'''
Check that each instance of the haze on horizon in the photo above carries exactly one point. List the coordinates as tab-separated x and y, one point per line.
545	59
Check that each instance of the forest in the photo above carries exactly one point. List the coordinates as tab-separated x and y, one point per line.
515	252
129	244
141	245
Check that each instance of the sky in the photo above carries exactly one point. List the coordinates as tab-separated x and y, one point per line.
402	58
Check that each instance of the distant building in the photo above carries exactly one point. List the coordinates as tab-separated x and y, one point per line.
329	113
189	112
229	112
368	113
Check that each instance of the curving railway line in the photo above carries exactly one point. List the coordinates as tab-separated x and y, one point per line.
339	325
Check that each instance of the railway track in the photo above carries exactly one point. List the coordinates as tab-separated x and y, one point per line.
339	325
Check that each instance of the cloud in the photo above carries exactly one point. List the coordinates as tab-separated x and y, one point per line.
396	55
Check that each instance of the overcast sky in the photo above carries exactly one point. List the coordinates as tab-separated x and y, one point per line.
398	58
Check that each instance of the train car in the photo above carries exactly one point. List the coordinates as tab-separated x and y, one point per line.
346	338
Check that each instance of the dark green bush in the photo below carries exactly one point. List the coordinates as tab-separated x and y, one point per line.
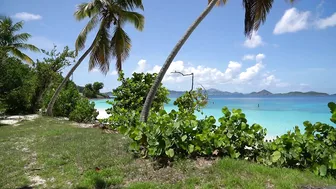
'''
Yukarıdaki satırlar arasında "railway" kelimesini içerenlerin hepsini bul. Bu satırların her birini hiç değiştirmeden kopyala.

◆ Eksiksiz yanıt
Check that each instance of the curving railway line in the photo above carries exactly one point. List the coordinates as tab-separated x and y, one point per line.
Check that each instance of the railway track in the photo above carries exactly one point. List the coordinates as tab-separated x and y, one point per line.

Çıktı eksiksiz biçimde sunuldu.